- [Challenge] Emit the line that holds "this form: (615,559)." and all lines following it through the end of the data, verbatim, and nothing else.

- [Extracted records]
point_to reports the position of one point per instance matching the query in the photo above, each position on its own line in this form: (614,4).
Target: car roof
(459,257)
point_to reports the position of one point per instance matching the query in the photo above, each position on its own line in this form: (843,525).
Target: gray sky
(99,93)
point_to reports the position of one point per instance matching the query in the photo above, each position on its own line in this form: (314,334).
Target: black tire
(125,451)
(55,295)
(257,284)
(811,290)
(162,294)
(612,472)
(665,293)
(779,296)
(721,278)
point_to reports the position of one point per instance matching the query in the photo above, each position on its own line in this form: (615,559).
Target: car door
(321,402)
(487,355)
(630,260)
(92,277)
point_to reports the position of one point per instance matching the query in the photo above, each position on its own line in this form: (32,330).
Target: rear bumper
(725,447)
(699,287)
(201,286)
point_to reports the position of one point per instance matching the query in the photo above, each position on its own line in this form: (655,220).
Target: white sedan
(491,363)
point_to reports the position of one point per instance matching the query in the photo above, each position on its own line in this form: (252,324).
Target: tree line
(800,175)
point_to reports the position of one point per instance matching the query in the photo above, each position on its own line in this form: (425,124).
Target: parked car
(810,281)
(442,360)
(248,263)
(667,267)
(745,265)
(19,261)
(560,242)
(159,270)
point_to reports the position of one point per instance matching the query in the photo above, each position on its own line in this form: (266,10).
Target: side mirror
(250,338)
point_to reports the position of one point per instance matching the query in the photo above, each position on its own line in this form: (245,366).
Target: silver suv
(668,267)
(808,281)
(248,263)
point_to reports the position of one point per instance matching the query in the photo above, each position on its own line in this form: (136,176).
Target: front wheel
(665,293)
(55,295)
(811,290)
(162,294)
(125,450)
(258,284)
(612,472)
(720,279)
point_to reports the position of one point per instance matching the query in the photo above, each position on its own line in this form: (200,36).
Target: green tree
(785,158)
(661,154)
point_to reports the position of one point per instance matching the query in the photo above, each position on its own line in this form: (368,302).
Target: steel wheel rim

- [Finished answer]
point_to reports the position of one point per instance matching the query in the photo above, each position on its own line in this form: (615,559).
Target: car door
(321,402)
(487,355)
(630,260)
(92,277)
point_to reports the position of one point per instance matching the query in the photo above, each position on its own line in this form: (32,330).
Target: rear bumper
(725,447)
(699,287)
(201,286)
point_to reports the position of one point per instance matching the query in the photo above, each position on its own line in this form: (655,220).
Target: white sedan
(491,363)
point_to reports the position of one point per instance matching the query in the photo above, each position on its own line in this form: (252,324).
Target: tree line
(800,175)
point_to reports the position of one point per instance matching the query in the photo above, each position on its own line in this form: (425,124).
Target: parked car
(810,281)
(442,360)
(248,263)
(667,267)
(745,265)
(19,261)
(560,242)
(159,270)
point_to reports the position of one point per instance matching the query in the photo above, each position on its own line in this form: (266,10).
Target: side mirror
(250,338)
point_to reports the position of one point per instance matching the query in the photo above, each position on its own line in this form: (245,366).
Target: silver suv
(668,267)
(808,281)
(248,263)
point_to reports the position of one point per instance matching the query in the photo above, each position on its own line in this form: (136,176).
Target: front wheel
(665,293)
(55,295)
(811,290)
(162,294)
(125,450)
(258,284)
(612,472)
(720,279)
point_to reports the position of one point per instance matching the query in the photo above, each position on its own line in this form: (200,36).
Target: green tree
(785,158)
(661,154)
point_to reports the position of one point per instance matching the query in the photo above, each position on its own line in this form: (368,302).
Target: steel wheel rim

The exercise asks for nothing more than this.